## [PAGE]
......
GPU Support: All features shown above (importance, local importance, proximity, case-wise/non-case-wise) are available with GPU acceleration! Simply set use_gpu=True. For large-scale proximity matrices, add use_qlora=True with quant_mode="int8" for memory-efficient computation.
Best Practices
Recommended Tree Counts
For complete proximity-based analysis (>95% MDS coverage), follow these tree-to-sample ratios:
| Dataset Size | Trees:Sample Ratio | Example | Training Time |
|---|---|---|---|
| < 500 | 8-10× | 200 samples → 1,500-2,000 trees | Seconds |
| 500-2K | 6-8× | 1K samples → 6K-8K trees | Minutes |
| 2K-10K | 5-7× | 5K samples → 25K-35K trees | Tens of minutes |
| 10K-50K | 3-5× | 20K samples → 60K-100K trees | GPU recommended |
| 50K+ | 3-4× | 100K samples → 300K-400K trees | GPU + QLORA required |
Quick rule: Start with 5× your sample size for 90-95% coverage, scale up to 8-10× for >98% coverage on small datasets.
Why more trees for proximity? Each sample needs sufficient out-of-bag occurrences (~500+) and co-occurrences with other samples to build reliable pairwise similarities. Standard classification requires fewer trees (100-500), but proximity-based analysis (MDS, clustering, outlier detection) benefits from higher tree counts.
......
(Excerpts of bounding box data)
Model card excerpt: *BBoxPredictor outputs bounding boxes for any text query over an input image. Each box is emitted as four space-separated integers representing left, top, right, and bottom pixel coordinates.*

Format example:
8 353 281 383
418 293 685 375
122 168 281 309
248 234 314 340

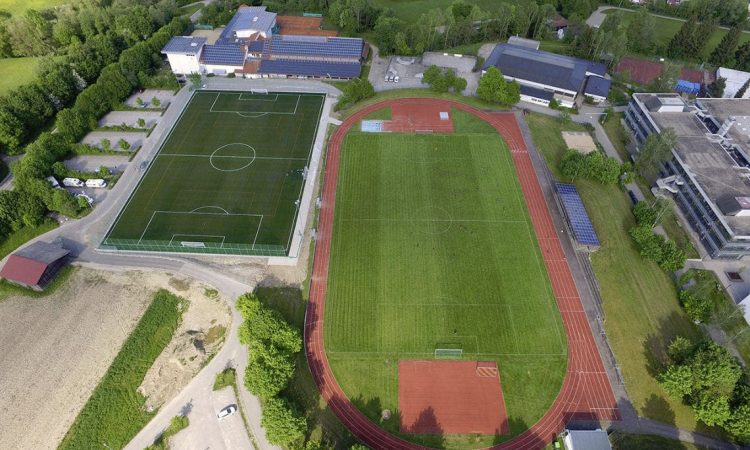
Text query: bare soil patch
0 268 226 449
138 278 232 410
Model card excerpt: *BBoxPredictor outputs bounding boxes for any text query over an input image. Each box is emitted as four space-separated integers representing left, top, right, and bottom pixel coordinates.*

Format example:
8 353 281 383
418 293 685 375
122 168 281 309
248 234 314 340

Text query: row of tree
657 337 750 442
560 150 631 184
5 19 188 225
628 201 685 272
0 0 178 58
237 294 307 447
0 1 181 154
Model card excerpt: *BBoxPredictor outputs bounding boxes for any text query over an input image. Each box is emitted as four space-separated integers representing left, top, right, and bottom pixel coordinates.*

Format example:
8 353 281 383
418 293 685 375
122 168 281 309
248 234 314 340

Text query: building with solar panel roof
162 6 367 79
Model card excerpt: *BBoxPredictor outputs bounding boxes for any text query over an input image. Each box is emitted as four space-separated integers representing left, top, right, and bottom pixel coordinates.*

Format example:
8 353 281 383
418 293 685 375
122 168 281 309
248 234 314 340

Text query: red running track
305 99 619 449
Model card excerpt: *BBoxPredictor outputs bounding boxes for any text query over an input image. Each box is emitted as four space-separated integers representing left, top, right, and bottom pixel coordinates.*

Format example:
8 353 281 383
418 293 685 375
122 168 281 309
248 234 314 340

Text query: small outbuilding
562 430 612 450
0 241 70 291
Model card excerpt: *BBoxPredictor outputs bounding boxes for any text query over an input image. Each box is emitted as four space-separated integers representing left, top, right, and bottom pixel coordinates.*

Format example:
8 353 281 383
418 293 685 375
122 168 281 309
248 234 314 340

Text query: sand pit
0 268 226 449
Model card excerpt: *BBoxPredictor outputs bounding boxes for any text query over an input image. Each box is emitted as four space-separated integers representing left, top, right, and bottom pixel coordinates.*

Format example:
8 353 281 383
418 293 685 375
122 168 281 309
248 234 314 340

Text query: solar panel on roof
201 44 245 66
555 183 600 246
258 59 362 78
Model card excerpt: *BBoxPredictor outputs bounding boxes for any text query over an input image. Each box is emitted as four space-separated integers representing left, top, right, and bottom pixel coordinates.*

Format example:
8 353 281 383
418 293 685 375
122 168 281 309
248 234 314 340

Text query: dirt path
0 268 229 449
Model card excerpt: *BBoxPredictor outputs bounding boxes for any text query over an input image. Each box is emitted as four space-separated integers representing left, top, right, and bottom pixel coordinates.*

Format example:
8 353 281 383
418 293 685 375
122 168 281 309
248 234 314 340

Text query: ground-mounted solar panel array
102 91 325 256
555 183 599 247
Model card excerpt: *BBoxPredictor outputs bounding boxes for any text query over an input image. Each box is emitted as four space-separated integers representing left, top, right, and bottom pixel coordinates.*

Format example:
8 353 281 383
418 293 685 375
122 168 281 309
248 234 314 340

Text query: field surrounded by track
324 110 568 448
102 91 325 256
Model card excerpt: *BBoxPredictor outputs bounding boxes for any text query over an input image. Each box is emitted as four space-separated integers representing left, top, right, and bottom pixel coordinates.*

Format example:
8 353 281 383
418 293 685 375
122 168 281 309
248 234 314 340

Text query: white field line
250 214 263 250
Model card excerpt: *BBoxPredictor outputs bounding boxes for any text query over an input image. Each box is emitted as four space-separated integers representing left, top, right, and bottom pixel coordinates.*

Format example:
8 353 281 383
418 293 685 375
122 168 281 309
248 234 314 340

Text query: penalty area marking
208 92 302 118
169 233 227 248
138 210 264 248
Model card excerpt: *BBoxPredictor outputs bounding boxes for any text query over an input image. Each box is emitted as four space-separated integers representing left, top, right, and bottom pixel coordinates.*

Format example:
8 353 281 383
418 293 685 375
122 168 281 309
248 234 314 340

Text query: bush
680 291 714 323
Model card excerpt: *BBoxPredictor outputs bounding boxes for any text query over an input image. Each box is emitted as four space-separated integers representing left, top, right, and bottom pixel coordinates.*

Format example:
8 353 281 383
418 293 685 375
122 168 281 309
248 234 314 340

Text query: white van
63 178 83 187
86 178 107 187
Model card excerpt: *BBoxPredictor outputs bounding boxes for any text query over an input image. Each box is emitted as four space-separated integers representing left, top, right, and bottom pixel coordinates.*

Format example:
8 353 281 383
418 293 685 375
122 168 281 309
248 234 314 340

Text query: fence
101 238 287 257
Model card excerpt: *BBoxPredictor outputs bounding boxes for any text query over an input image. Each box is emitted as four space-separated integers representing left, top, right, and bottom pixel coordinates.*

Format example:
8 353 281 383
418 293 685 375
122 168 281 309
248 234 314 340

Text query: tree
734 42 750 72
633 201 657 228
188 72 203 89
679 291 714 323
708 77 727 98
261 397 307 447
708 26 742 67
477 67 521 105
734 78 750 98
628 225 664 262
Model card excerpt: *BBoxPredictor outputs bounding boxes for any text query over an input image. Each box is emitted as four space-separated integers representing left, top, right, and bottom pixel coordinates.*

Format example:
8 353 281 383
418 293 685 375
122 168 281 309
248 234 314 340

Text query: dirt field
140 279 232 410
0 268 227 449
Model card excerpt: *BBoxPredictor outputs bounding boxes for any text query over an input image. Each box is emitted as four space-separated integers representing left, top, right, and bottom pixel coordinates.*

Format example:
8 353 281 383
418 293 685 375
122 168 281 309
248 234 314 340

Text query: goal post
434 348 464 359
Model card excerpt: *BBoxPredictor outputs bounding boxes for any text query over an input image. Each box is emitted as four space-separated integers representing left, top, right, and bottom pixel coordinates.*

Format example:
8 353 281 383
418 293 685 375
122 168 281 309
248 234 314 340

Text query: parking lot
368 52 480 95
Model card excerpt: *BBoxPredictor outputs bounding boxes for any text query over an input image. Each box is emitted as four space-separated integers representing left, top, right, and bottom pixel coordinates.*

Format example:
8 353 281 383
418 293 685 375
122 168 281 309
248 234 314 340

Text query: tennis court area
......
## [GIVEN INSTRUCTION]
Please duplicate the section of the tree-count guide above from "Why more trees" to "higher tree counts.", word for word.

## [WRITTEN SOLUTION]
Why more trees for proximity? Each sample needs sufficient out-of-bag occurrences (~500+) and co-occurrences with other samples to build reliable pairwise similarities. Standard classification requires fewer trees (100-500), but proximity-based analysis (MDS, clustering, outlier detection) benefits from higher tree counts.